━━━━━ Source extract

This exercise involves choosing a book by an author I am familiar with and designing two different covers for it, one using illustrations or photography and the other using just type.
The book I have chosen is Animal Farm by George Orwell. Published in 1945 by Secker and Warburg in London under the original title Animal Farm: A Fairy Story it is an allegorical novella which Orwell used as a means to voice his own political views on post war communism. The book satirises the events that occurred in Russia following the 1917 revolution but was also inspired by Orwell’s experience of fighting in the Spanish Civil War. The story details a revolution by the animals of a farm against their human oppressors and covers themes of socialist irony, political tyranny and the misuse of power.
The original book cover design of the first edition is in fact solely typographical, detailing simply the title and the name of the author against a two colour background.
Over the years there have been many editions published by several different publishing houses. I created a Pinterest board of some examples of cover designs.
One design I found of particular interest was by Katie Troy and combined the use of photography and illustration in a collage style effect. I felt that the use of photography worked particularly well with communicating the themes of the book to the audience.
My research had yielded numerous examples of cover designs for this book but they mainly seemed to use illustration as the primary design style. I ran a more general search on Pinterest for book cover designs that used typography.
I started my design process by sketching some possible ideas for designs in each of the two categories. The book has serious themes and was intended for an adult audience but is written in such a style that it could be read by children too. The demographic of adult readers would be fairly wide and of both sexes. The language and writing style is actually fairly ‘easy read’ but appreciation of the allegory and message would require some knowledge of the historical context and political ideas. This deeper meaning set against the idea that it was originally titled as a ‘Fairy Story’ makes thinking about a suitable cover design more complex than for some other titles. A good book cover design should communicate the content and personality of the book and set the mood for what the reader should expect. I felt that my challenge with this book was to identify the serious content while hinting at the nature of the story and the characters. Without the right balance readers could make a judgement that it is a book for children.
For my typographical design I decided to use a famous quote from the book that communicates a suggestion of the themes and I used the words to build an image of a pig which are central characters. I did this by drawing a basic shape of a pig’s face and then typing on the path in Adobe Illustrator. I then played around with the text size until the quote filled the shape. I chose the sans serif typeface Futura as I wanted quite a clean, strong feel to the type.
I wanted the cover to be quite simple as I feel that this can be when typography can be best used to its advantage. I experimented with different combinations of red and white for the text colour on a plain black background. Red is the colour associated with the Russian communist party and also a colour which has associations of blood and war. I felt that the main quote in white worked better as it had a better balance and identified the books title and author with greater strength.
For the back cover I decided to use the shape of the pigs face I had originally drawn as a solid colour background for the description of the book. I wanted to use a blood spatter effect on the rest of the back cover and tried two versions.
I chose the second as felt that the first didn’t have enough contrast and made the overall impression given by the whole design feel very flat and unexciting.

━━━━━━━━━━
━━━━━ Information given

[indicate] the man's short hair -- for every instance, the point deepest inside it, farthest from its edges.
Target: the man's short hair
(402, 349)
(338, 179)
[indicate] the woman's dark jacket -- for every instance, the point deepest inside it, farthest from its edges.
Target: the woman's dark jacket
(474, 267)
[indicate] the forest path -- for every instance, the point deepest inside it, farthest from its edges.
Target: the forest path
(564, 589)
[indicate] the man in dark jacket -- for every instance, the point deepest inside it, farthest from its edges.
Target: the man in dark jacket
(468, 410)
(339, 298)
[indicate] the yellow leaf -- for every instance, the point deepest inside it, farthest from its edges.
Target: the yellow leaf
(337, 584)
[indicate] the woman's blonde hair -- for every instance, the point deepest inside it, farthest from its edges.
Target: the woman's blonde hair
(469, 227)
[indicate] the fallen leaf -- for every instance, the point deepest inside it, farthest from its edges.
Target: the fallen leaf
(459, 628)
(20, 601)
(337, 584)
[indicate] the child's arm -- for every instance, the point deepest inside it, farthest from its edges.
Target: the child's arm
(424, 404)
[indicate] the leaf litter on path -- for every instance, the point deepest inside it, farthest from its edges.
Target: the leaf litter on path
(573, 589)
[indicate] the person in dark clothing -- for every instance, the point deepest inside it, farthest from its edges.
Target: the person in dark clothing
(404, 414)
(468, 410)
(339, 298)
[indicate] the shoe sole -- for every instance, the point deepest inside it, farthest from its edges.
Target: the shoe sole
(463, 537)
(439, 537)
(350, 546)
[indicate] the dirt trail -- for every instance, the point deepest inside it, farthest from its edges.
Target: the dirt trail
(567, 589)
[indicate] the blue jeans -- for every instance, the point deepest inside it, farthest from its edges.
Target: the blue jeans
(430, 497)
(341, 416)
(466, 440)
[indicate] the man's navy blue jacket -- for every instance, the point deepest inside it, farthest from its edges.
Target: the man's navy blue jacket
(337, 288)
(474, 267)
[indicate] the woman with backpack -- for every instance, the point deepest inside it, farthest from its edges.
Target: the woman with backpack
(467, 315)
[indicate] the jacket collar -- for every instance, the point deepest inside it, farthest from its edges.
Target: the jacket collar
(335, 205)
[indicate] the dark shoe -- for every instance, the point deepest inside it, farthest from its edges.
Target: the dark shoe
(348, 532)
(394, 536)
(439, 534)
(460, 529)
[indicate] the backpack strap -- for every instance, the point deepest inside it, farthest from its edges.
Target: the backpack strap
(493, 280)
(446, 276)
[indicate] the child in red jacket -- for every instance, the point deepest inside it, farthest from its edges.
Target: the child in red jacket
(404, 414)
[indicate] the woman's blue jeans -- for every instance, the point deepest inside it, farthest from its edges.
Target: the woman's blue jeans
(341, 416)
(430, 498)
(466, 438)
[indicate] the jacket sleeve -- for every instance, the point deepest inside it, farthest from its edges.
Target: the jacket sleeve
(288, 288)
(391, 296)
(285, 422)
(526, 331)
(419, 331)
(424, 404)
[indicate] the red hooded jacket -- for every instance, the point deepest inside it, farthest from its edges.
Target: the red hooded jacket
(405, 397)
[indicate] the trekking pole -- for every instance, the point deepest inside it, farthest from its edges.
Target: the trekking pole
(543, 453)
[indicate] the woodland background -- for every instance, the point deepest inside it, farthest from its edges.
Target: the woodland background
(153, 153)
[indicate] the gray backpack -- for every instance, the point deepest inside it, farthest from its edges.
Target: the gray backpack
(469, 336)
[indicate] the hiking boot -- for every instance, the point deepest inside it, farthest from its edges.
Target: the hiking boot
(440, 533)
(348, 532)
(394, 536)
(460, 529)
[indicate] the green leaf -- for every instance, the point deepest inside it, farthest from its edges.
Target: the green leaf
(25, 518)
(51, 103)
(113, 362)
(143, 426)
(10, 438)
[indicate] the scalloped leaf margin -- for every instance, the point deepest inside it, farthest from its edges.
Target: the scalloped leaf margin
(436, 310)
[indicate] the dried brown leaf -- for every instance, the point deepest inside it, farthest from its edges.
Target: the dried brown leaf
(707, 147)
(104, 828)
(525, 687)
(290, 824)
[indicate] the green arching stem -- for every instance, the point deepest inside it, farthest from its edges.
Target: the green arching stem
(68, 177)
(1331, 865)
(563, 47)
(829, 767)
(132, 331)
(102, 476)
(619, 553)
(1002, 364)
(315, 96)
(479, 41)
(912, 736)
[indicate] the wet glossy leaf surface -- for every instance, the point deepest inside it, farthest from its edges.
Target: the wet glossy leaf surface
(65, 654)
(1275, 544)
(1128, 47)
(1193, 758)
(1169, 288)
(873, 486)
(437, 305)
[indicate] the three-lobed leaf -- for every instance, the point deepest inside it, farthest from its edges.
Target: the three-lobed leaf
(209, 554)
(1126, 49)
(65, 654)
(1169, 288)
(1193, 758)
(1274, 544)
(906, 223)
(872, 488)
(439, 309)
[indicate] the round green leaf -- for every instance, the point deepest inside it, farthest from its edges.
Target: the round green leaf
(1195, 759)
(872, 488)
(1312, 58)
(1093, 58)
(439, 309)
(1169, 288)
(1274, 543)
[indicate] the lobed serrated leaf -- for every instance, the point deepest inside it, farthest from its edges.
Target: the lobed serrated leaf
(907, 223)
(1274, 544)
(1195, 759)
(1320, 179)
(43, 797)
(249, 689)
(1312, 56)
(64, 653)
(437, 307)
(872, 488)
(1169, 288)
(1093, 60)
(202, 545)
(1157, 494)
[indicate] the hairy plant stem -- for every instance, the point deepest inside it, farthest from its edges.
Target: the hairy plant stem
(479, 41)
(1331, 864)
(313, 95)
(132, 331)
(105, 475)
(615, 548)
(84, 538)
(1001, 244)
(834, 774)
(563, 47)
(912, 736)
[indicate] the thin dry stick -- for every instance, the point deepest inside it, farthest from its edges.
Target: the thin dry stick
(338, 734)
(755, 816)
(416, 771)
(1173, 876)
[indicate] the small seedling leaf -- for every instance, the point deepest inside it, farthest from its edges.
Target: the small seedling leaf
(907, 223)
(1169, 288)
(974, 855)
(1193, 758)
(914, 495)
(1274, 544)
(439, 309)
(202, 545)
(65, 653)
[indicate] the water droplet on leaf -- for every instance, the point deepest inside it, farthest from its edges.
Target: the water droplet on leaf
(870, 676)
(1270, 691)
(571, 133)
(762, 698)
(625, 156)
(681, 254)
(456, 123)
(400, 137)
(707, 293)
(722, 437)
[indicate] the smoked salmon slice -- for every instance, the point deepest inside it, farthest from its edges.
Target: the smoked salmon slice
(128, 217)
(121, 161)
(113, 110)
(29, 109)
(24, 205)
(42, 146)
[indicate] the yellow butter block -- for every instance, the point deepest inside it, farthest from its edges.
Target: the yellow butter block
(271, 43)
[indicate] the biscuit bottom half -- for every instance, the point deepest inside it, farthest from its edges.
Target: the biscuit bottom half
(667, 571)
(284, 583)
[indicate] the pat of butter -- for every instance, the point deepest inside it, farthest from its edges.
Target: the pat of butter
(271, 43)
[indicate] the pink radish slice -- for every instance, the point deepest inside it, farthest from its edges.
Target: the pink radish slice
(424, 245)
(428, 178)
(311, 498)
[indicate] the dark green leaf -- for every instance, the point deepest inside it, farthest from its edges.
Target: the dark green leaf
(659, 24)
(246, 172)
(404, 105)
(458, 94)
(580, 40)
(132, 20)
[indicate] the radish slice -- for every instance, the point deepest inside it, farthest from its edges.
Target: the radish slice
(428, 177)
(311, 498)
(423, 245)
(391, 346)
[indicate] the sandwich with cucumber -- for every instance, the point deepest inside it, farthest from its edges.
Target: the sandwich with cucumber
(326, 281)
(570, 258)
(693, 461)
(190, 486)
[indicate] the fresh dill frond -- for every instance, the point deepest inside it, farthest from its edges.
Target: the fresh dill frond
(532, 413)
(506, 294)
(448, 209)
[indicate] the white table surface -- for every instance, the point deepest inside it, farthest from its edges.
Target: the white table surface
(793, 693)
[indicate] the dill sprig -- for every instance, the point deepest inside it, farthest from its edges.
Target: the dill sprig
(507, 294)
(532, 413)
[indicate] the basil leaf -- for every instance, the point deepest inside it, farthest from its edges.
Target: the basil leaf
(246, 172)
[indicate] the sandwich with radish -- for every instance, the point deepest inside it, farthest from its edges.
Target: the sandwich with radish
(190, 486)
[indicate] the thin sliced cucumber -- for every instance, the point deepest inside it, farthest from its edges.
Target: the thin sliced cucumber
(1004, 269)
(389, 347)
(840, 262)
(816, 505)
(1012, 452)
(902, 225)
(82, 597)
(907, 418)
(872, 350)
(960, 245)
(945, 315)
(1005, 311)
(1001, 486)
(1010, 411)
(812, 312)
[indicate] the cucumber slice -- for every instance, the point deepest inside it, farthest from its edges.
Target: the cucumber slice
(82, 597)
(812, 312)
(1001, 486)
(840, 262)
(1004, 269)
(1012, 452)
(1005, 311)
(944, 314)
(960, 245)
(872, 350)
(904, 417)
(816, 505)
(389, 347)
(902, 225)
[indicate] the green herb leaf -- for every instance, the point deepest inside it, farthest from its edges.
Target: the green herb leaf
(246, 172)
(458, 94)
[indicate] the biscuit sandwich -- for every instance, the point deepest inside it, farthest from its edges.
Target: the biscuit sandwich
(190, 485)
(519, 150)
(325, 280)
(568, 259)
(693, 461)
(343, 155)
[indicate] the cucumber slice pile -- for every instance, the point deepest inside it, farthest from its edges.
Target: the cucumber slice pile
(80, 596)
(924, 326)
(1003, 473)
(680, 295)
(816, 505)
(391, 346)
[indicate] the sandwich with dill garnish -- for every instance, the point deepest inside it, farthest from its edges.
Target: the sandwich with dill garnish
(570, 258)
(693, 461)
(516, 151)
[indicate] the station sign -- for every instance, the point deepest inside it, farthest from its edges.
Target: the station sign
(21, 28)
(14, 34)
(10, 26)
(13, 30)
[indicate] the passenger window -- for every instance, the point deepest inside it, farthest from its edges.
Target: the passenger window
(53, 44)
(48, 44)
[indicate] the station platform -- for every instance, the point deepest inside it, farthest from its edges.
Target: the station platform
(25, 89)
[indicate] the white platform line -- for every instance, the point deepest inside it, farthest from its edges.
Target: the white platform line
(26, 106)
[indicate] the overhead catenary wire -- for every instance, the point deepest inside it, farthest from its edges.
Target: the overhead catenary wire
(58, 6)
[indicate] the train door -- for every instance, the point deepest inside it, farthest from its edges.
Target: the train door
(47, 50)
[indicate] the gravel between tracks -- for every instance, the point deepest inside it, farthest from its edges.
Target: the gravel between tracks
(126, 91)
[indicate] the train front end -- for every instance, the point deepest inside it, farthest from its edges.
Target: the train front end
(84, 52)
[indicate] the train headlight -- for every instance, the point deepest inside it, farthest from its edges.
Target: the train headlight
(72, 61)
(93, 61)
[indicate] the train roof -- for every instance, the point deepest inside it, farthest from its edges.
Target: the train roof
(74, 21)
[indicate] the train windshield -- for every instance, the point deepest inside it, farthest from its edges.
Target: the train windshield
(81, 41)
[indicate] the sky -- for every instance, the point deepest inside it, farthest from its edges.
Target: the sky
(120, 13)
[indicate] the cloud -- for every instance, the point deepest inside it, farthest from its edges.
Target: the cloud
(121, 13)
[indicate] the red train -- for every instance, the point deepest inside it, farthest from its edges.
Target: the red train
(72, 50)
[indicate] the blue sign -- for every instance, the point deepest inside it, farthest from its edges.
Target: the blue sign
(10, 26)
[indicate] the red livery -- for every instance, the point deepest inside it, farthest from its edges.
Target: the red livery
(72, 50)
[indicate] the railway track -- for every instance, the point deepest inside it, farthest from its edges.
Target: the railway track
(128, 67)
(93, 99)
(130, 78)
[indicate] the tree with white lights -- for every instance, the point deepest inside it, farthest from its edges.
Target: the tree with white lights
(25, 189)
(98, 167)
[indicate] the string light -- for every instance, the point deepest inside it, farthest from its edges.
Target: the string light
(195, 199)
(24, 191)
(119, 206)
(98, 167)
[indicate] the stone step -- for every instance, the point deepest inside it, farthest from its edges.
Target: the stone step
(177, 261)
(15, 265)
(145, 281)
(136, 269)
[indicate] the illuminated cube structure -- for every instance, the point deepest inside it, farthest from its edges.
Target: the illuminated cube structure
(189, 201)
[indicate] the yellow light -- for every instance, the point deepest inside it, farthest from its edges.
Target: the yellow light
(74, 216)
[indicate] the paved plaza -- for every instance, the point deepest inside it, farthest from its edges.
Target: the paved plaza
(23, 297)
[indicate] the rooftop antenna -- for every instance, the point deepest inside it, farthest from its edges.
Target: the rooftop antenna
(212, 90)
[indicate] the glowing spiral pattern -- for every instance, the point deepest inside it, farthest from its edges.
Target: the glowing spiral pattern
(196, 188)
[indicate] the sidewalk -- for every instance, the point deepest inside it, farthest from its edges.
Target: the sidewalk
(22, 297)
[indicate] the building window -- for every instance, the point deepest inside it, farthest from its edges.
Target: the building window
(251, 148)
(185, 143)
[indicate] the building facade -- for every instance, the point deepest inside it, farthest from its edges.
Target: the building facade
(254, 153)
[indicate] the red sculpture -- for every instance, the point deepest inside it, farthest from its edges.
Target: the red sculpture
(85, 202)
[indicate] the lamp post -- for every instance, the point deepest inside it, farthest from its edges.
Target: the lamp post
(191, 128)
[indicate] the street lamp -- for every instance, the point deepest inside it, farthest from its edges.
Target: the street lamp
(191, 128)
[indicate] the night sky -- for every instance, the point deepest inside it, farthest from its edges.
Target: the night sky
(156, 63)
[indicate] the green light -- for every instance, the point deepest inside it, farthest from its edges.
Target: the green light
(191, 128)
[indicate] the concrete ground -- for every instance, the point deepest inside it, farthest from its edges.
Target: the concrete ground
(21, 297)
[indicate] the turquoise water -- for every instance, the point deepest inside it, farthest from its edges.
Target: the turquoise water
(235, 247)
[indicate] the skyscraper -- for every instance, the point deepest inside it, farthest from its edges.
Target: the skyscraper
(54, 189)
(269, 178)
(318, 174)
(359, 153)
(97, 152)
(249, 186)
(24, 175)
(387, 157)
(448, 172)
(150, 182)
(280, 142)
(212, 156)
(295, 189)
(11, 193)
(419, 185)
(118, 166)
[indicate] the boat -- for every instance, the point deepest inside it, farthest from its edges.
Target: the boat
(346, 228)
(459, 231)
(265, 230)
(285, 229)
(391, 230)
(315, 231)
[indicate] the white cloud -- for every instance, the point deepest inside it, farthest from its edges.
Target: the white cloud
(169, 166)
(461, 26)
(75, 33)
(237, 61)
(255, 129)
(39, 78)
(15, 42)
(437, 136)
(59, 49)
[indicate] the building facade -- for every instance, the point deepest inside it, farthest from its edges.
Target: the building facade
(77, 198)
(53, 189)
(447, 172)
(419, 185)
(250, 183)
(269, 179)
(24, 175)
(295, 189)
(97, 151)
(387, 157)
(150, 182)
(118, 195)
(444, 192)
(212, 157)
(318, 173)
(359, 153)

━━━━━━━━━━

Request 1 -> In the Animal Farm cover write-up, reproduce verbatim the passage starting with "The original book" and going on through "of cover designs.".
Request 2 -> Summarize the Animal Farm cover write-up in two sentences.
Request 3 -> In the Animal Farm cover write-up, which typeface was chosen for the typographical design?

Result 1 ->
The original book cover design of the first edition is in fact solely typographical, detailing simply the title and the name of the author against a two colour background.
Over the years there have been many editions published by several different publishing houses. I created a Pinterest board of some examples of cover designs.

Result 2 -> The writer chose George Orwell's Animal Farm, a 1945 allegorical novella about a revolution by farm animals against their human oppressors, and researched past covers before sketching ideas for one illustrated or photographic design and one typographic design. For the typographic cover, a famous quote from the book was shaped into a pig's face in the Futura typeface on a black background, and the back cover used the pig shape behind the book description along with a blood spatter effect.

Result 3 -> Futura, a sans serif typeface.